= WHAT YOU WILL DO =
Please render the lines below as a Markdown table with the columns "Row" and "Text", numbering each row and omitting any blank lines.
########
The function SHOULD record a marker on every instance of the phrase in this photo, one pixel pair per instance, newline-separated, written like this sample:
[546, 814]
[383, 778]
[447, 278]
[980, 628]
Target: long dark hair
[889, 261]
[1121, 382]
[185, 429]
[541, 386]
########
= SOLUTION FOR THIS PROBLEM =
| Row | Text |
|---|---|
| 1 | The function SHOULD record a marker on every instance of the phrase in this photo, one pixel pair per instance, newline-separated, written like this sample: |
| 2 | [546, 814] |
| 3 | [383, 778] |
| 4 | [447, 278] |
| 5 | [980, 628] |
| 6 | Target: long dark hair |
| 7 | [889, 261] |
| 8 | [1121, 382] |
| 9 | [185, 429] |
| 10 | [541, 386] |